Hoofdstuk 2 Het initiatief

In dit hoofdstuk wordt het initiatief beschreven. Eerst wordt ingegaan op de bestaande situatie van het plangebied en de relatie met de omgeving. Daarna wordt ingezoomd op het beoogde initiatief.

2.1 Huidige situatie

Het plangebied ligt aan het Groenelaantje 35 / 37. Bijgevoegde afbeelding geeft via een luchtfoto het pand weer. Het pand heeft een maatschappelijke bestemming welke nader is gespecificeerd tot 'zorg'. Tot enige tijd geleden wast het pand mede in gebruik door de naastgelegen school. Op dit moment staat het pand leeg.

afbeelding "i_NL.IMRO.0302.BP01216-VG01_0002.png"

Luchtfoto. Bron: Funda.

2.2 Toekomstige situatie

Bij het zoeken naar een passende invulling voor dit pand bestaat de behoefte de bestemming, zie ook hierna onder het geldende bestemmingsplan in paragraaf 3.2, nader te specificeren. Forensische zorg wordt hier vanuit oogpunt van veiligheid niet passend gevonden gegeven de naastgelegen school voor bijzonder onderwijs en woningen en de kwaliteiten van dit gebied vanuit natuur- en recreatief oogpunt. Zeker ook doordat dergelijke zorg inrichtingsmaatregelen zoals hekken en andere veiligheidsvoorzieningen vraagt welke niet passen. d worden gevonden in deze omgeving. Daarom wordt dat via voorliggend bestemmingsplan uitgesloten. Tevens is het vanuit diverse ruimtelijke aspecten onwenselijk dat het aantal personen dat 24-uurs-zorg onbegrensd is. Gekozen is voor een begrenzing die passend is bij de mogelijkheden die het huidige gebouw biedt. Naast deze twee inperkingen van de gebruiksmogelijkheden wordt binnen de bestemming Maatschappelijk de component dienstverlening toegevoegd omdat dit pand zich daar, mede gegeven de omgeving en deels historisch gebruik, goed voor leent. Denk bij maatschappelijke dienstverlening bijvoorbeeld aan de GGD maar ook andere maatschappelijke functies zoals educatieve, sociaalmedische, sociaalculturele en levensbeschouwelijke voorzieningen en voorzieningen ten behoeve van openbare dienstverlening.

Gegevensdeel:
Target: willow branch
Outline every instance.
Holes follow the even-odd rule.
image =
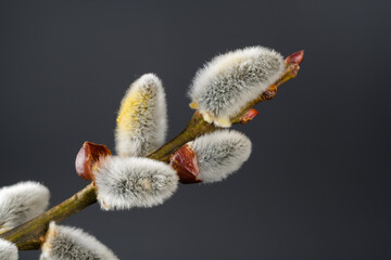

Schriftelijke opdracht 1: Op welk adres ligt het plangebied volgens het tekstdeel?
Schriftelijke opdracht 2: Neem uit het tekstdeel letterlijk het stuk over dat begint bij "Hoofdstuk 2 Het" en eindigt bij "het pand leeg.".
Baseer je uitsluitend op het tekstdeel.

Definitief antwoord 1: Het plangebied ligt aan het Groenelaantje 35 / 37.

Definitief antwoord 2:
Hoofdstuk 2 Het initiatief

In dit hoofdstuk wordt het initiatief beschreven. Eerst wordt ingegaan op de bestaande situatie van het plangebied en de relatie met de omgeving. Daarna wordt ingezoomd op het beoogde initiatief.

2.1 Huidige situatie

Het plangebied ligt aan het Groenelaantje 35 / 37. Bijgevoegde afbeelding geeft via een luchtfoto het pand weer. Het pand heeft een maatschappelijke bestemming welke nader is gespecificeerd tot 'zorg'. Tot enige tijd geleden wast het pand mede in gebruik door de naastgelegen school. Op dit moment staat het pand leeg.